(Stored data entries)
»»
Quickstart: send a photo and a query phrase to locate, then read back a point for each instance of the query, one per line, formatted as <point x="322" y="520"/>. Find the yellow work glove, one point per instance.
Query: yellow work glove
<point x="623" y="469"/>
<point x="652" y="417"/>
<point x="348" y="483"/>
««
> [WHAT THE TASK REQUIRES]: Line by line, retype all the entries exactly as they are shown.

> [RESPONSE TO THIS TASK]:
Quickstart: send a photo and a query phrase to locate, then read back a point for each instance of the query, one per line, formatted as <point x="322" y="520"/>. Find the yellow work glove, one point per instance.
Query: yellow work glove
<point x="623" y="469"/>
<point x="652" y="417"/>
<point x="348" y="483"/>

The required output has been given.